> WORK ORDER:
Present exactly, and only, the lines running from the line that contains "Task: tag the paintbrush" through the end of the entries below.

> WORKING DATA:
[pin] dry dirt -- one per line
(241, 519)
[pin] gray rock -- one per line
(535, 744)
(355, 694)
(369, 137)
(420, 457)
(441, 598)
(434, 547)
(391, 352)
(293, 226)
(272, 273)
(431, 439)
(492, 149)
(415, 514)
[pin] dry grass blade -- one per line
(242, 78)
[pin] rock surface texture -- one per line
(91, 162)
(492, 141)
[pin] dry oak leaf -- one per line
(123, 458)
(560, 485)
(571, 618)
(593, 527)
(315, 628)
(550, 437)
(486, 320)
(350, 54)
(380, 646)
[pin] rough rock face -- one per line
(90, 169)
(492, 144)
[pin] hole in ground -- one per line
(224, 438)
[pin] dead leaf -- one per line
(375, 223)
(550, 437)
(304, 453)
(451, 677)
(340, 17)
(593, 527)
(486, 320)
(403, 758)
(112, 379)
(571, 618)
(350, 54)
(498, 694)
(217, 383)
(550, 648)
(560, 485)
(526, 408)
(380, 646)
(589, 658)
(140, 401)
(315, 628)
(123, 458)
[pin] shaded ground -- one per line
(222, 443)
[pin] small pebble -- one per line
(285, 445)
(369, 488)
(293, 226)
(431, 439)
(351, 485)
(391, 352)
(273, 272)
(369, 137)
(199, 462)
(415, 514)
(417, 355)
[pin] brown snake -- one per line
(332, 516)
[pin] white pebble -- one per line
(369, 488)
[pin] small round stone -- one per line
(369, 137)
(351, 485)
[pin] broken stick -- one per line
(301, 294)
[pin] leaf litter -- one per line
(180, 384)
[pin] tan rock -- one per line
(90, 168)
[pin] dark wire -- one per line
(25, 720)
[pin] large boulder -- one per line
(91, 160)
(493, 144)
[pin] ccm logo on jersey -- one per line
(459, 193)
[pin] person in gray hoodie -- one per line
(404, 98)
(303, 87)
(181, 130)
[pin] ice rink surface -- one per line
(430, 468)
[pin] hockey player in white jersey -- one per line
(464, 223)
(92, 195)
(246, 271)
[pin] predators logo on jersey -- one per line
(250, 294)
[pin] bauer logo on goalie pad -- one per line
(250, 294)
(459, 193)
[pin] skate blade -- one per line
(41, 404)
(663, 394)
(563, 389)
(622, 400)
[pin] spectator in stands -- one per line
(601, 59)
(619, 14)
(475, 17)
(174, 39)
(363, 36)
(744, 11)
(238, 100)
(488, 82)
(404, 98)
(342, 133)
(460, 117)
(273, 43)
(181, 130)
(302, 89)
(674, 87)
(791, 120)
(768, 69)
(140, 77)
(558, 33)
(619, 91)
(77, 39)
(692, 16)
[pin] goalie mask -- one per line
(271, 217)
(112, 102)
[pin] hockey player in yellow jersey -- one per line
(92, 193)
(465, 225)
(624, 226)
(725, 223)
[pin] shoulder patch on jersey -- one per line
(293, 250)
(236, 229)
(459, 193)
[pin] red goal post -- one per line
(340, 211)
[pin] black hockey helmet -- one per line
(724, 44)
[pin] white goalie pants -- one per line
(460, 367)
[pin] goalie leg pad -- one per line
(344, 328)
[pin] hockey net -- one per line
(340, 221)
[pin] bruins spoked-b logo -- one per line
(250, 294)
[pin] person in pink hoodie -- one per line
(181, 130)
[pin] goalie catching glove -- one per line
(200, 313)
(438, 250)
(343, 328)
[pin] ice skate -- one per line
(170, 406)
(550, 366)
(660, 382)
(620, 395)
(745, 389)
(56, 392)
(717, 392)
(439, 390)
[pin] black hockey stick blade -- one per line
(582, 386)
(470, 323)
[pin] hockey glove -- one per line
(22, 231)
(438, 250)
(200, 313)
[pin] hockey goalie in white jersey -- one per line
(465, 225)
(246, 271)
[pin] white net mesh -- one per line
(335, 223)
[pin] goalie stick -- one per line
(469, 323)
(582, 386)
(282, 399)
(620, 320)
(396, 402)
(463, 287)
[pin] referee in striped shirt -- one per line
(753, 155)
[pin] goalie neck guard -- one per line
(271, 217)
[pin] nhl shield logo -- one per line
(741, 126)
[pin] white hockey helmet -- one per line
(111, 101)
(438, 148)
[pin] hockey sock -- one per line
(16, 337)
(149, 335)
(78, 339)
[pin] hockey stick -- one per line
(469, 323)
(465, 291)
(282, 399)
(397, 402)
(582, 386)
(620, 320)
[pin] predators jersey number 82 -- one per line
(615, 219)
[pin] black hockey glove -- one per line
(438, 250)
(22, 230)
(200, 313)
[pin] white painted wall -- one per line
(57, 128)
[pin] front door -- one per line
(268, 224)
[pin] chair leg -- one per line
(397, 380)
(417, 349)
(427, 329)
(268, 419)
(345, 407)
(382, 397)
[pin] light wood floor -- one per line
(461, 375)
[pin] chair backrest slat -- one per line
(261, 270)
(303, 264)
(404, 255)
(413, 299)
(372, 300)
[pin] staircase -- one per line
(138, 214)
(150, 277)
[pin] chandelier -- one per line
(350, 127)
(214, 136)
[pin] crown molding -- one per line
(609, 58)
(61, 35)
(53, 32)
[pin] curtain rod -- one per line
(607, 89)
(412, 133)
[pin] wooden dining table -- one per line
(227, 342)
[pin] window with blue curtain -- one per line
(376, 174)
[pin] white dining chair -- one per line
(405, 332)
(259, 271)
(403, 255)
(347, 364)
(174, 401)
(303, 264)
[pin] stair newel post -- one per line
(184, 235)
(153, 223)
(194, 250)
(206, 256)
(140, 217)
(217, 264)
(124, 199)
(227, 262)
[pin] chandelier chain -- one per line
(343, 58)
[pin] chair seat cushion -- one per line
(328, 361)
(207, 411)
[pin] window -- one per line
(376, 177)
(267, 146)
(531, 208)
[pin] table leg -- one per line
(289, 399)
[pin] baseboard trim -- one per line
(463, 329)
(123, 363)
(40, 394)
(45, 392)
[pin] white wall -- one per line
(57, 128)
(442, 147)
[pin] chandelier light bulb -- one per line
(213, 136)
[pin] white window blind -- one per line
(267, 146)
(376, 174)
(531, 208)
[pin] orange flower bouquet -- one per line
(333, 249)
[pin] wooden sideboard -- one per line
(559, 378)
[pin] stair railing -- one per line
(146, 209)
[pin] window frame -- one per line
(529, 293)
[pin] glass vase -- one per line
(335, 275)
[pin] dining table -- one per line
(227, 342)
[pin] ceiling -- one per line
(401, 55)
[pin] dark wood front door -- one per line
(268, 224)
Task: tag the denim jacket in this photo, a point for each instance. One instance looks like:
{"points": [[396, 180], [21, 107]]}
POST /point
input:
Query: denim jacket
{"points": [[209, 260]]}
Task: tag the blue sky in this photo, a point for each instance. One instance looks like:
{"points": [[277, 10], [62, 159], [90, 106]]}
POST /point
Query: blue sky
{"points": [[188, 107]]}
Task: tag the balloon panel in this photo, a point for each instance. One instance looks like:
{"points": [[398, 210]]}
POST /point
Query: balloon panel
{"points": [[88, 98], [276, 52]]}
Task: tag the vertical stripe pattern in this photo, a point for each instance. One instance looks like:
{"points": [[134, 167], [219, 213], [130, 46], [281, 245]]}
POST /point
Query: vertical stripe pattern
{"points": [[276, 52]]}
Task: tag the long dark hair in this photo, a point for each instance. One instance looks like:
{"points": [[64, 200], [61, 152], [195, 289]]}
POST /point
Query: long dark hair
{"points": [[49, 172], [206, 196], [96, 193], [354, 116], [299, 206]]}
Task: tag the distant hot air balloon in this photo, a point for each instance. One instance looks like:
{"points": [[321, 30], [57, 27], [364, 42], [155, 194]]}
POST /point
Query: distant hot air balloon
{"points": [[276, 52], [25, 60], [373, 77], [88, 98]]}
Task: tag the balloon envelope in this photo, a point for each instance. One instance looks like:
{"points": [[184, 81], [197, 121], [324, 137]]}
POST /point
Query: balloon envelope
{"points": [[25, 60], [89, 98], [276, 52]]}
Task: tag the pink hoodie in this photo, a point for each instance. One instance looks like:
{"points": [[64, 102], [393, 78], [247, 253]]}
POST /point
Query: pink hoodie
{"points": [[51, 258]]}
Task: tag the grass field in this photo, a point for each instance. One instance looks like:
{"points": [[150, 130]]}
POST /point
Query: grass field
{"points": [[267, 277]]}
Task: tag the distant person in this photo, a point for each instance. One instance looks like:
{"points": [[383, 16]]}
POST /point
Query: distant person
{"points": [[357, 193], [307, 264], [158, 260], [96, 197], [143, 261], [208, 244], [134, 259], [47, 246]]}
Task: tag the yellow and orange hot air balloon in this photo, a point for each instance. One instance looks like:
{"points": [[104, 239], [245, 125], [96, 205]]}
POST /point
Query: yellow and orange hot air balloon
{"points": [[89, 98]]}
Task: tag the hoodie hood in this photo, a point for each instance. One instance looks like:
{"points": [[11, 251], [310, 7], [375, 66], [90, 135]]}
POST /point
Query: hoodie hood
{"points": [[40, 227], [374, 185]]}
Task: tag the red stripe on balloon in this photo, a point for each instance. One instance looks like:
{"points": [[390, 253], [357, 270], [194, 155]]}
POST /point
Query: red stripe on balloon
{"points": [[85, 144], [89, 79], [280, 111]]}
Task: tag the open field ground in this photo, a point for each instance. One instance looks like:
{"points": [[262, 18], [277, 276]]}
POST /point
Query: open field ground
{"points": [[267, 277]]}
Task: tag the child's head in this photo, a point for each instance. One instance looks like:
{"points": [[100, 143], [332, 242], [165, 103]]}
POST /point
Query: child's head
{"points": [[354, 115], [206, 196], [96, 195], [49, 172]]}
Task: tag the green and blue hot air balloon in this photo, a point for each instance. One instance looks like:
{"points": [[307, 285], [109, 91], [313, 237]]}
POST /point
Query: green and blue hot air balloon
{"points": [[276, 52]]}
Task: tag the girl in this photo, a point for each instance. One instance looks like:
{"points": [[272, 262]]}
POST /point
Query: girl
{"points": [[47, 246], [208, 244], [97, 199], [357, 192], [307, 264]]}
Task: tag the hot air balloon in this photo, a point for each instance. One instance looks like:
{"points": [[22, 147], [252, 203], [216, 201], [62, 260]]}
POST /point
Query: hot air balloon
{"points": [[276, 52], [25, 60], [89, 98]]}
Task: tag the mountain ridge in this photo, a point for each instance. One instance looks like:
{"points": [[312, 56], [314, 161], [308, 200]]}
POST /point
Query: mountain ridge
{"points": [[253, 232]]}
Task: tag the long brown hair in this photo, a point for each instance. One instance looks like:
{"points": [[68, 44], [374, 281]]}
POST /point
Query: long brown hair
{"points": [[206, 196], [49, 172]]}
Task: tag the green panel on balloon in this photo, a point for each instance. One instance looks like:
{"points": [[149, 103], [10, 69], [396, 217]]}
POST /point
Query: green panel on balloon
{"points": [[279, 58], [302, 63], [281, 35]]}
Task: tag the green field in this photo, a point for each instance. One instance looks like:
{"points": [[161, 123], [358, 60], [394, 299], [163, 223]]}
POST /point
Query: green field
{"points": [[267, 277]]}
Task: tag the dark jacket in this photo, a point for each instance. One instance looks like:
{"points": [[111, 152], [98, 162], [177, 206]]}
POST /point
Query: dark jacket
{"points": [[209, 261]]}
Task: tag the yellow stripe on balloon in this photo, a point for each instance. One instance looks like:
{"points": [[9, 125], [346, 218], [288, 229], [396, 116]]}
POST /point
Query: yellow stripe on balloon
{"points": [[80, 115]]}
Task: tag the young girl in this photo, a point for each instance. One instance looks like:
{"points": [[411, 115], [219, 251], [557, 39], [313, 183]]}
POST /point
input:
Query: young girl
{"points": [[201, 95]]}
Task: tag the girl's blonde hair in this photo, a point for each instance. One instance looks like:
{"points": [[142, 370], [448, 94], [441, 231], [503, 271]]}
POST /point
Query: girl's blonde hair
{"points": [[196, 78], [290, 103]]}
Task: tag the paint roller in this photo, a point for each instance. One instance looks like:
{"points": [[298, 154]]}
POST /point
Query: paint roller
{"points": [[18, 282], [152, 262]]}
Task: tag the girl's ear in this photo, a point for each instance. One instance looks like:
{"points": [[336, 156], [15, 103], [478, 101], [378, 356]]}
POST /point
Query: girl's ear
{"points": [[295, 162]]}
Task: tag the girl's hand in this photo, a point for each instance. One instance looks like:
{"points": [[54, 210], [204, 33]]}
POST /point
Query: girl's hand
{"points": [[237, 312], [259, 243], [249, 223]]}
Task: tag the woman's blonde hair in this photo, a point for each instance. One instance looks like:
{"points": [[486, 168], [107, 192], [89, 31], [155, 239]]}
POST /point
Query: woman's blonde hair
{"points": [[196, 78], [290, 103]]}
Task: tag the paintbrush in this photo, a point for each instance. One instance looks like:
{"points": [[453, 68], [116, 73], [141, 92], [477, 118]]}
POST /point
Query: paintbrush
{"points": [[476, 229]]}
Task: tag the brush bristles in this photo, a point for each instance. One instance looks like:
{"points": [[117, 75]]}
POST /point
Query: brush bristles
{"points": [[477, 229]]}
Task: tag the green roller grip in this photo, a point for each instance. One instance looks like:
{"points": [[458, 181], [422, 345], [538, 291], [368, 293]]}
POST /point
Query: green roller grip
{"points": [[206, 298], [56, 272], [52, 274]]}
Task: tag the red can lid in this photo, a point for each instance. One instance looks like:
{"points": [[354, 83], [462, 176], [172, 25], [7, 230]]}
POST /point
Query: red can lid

> EXERCISE RESPONSE:
Task: tag the paintbrush in this photo, a point for each instance. One instance looks like:
{"points": [[453, 68], [116, 73], [141, 92], [477, 118]]}
POST /point
Query: paintbrush
{"points": [[476, 229]]}
Task: tag the brush bristles in this photo, a point for each instance. One instance looks like:
{"points": [[117, 75]]}
POST /point
Query: brush bristles
{"points": [[477, 229]]}
Task: tag the green roller grip in this photo, a point for each instance. One instance looks like:
{"points": [[458, 181], [422, 345], [538, 291], [368, 293]]}
POST /point
Query: green roller grip
{"points": [[206, 298], [56, 272], [52, 274]]}
Task: tag the red can lid in this photo, a point for each instance. One instance looks like:
{"points": [[354, 83], [462, 176], [172, 25], [7, 230]]}
POST /point
Query: red can lid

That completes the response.